#### Directions:
Go through the data and copy each line that holds "orange".

#### The input:
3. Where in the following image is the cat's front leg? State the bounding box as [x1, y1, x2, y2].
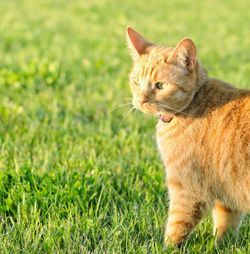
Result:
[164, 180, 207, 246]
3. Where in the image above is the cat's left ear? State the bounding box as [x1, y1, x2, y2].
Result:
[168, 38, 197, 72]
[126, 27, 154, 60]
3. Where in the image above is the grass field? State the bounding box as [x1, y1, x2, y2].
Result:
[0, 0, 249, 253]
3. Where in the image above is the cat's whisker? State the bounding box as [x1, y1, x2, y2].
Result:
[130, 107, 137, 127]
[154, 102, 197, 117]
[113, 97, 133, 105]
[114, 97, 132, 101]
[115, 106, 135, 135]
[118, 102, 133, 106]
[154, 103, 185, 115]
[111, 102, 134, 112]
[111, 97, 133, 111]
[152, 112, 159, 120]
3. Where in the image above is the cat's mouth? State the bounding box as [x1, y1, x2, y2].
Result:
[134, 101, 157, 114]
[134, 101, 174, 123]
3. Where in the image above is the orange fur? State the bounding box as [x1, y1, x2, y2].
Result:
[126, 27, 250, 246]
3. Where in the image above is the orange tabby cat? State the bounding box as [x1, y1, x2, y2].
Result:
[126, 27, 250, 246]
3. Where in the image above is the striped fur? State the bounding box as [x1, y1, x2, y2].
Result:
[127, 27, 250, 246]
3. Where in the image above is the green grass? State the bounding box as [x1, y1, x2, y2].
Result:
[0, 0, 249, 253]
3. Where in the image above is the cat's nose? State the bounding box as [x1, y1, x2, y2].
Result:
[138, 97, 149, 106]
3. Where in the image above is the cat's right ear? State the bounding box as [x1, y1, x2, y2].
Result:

* * *

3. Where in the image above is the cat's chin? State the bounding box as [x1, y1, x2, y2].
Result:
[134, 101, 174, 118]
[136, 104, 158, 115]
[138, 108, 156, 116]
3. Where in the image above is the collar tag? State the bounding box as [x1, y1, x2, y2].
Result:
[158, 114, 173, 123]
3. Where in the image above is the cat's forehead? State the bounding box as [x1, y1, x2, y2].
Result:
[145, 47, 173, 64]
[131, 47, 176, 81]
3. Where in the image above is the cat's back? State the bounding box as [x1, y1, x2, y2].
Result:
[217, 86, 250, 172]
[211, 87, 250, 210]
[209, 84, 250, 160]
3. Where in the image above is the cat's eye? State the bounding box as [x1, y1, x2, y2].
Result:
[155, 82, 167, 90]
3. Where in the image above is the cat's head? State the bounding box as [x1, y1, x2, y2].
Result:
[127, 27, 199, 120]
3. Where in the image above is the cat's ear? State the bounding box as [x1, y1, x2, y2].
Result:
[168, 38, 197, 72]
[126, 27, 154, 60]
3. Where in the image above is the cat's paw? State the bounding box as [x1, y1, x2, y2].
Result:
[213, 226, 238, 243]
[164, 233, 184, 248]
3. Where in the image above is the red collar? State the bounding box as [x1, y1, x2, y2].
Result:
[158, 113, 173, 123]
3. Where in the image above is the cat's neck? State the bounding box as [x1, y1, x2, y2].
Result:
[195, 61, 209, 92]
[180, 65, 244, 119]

#### Exercise output:
3. Where in the image above is the orange fur? State the bounding box as [x1, y1, x2, y2].
3. Where in the image above is the orange tabby cat? State the bounding box as [x1, y1, x2, y2].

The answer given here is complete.